Jouw opdrachten:
A. In welke functie riep de Synode de schrijver van het verslag van de thesaurier tot zijn werk?
B. Vat het verslag van de thesaurier samen in twee zinnen.
C. Som alle groepen op die in het verslag van de thesaurier bedankt worden voor hun toewijding of hulp.

Tekstgedeelte:
------------------------------------
J. VAN ANDEL, Voorz, L. NEIJENS, Secret.
Bijlage IV.
VAN DEN ALGEMEENEN THESAURIER VOOR DE UITBREIDING DER THEOL. SCHOOL. EERWAARDE BROEDERS!
EBENHAEZER. Het zij mij vergund dat opschrift van Samuels gedenksteen heden in tweeërlei opzicht over te nemen. Vooreerst voor mij zelf, om de trouw mijns Gods te herdenken, die mij lust en kracht gaf tot den omvangrijken arbeid, waartoe de Synode mij riep als Algemeenen Thesaurier voor de uitbreiding der Theol. School. En in de tweede plaats voor onze Theol. School, die wij allen liefhebben, ondanks den eenvoudigen vorm waarin-, en den bescheiden titel, waaronder zij optreedt en aan wier welvaart onze arbeid gewijd is. Die arbeid was wederom niet ongezegend. Gaarne erkennen wij al aanstonds den steun, dien wij in dezen genoten van den ijver van onze Classikaal Collectant-correspondenten, van wie sommigen met voorbeeldigen ijver hebben gewerkt, en van de vruchten van wier arbeid wij met vrijmoedigheid kunnen getuigen, dat zij onze verwachting ver overtroffen. Om dit straks niet te vergeten, betuigen we al aanstonds onzen warmen dank voor de toewijding, waarmede zij zich kweten van hunne taak. Insgelijks aan de Predikanten, Kerkeraden en leden der Gemeente, die hun tot raad en tot hulp waren bij hunnen moeilijken arbeid, waarvan ons maar zoo weinig blijkt, dat hij naar waarde geschat wordt, 't Is opmerkelijk — verblijdend voorzeker niet — dat bij de inzameling van de offers der liefde, als er van blijdschap sprake kan zijn, die doorgaans gevonden wordt aan de zijde van hen die ontvangen en zelden aan de zijde van hen die geven. Laat toch steeds worden bedacht: de Schrift zegt niet, dat God den blijmoedigen ontvanger, maar gever lief heeft. Wanneer wij alzoo spreken, zou de Synode onwillekeurig op de gedachte kunnen komen, dat dit een soort van inleiding is, om op ongunstige mededeelingen voor te bereiden. Ter voorkoming van alle misverstand in dezen, haasten wij ons te zeggen: wij hebben inderdaad U een goede tijding te brengen. De Staat onzer kas is niet slecht. Dat zeggen wij niet, wanneer wij dien Staat alleen vergelijken met dien in onze vorige Verslagen wordt aangegeven, maar vooral, wanneer wij dien vergelijken met kassen, die tot andere doeleinden bestaan.
------------------------------------
Aangeleverd materiaal:
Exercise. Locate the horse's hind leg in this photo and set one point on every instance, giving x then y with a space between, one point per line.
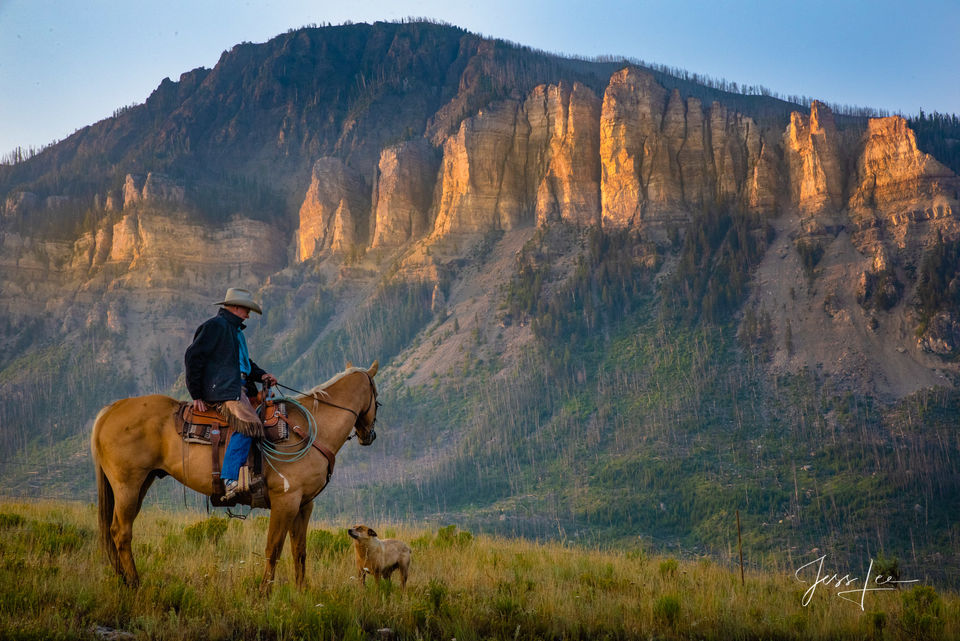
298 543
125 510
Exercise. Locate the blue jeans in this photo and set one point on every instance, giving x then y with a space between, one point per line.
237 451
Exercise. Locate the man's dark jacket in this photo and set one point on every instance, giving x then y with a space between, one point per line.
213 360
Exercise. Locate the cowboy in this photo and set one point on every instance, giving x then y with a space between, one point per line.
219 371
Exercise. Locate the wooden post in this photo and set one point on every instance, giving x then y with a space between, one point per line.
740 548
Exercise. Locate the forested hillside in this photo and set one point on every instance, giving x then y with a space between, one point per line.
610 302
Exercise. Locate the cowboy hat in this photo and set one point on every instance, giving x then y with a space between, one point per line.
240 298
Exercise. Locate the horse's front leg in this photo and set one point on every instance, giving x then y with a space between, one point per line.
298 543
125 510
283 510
------------------------------------
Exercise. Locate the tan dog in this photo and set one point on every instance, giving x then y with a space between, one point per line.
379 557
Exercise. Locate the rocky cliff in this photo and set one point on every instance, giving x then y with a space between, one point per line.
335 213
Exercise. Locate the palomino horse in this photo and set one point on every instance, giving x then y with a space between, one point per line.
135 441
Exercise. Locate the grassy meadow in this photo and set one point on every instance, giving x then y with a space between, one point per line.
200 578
------------------------------------
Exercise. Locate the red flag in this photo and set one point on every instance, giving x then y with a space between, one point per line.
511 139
------------------------------------
Antwoorden per opdracht:
A. Als Algemeenen Thesaurier voor de uitbreiding der Theol. School.

B. De Algemeene Thesaurier voor de uitbreiding van de Theologische School herdenkt Gods trouw en dankt de Classikaal Collectant-correspondenten, predikanten, kerkeraden en gemeenteleden voor hun steun. Hij brengt de Synode goed nieuws: de staat van de kas is niet slecht, vooral vergeleken met kassen voor andere doeleinden.

C.
- Classikaal Collectant-correspondenten
- Predikanten
- Kerkeraden
- Leden der Gemeente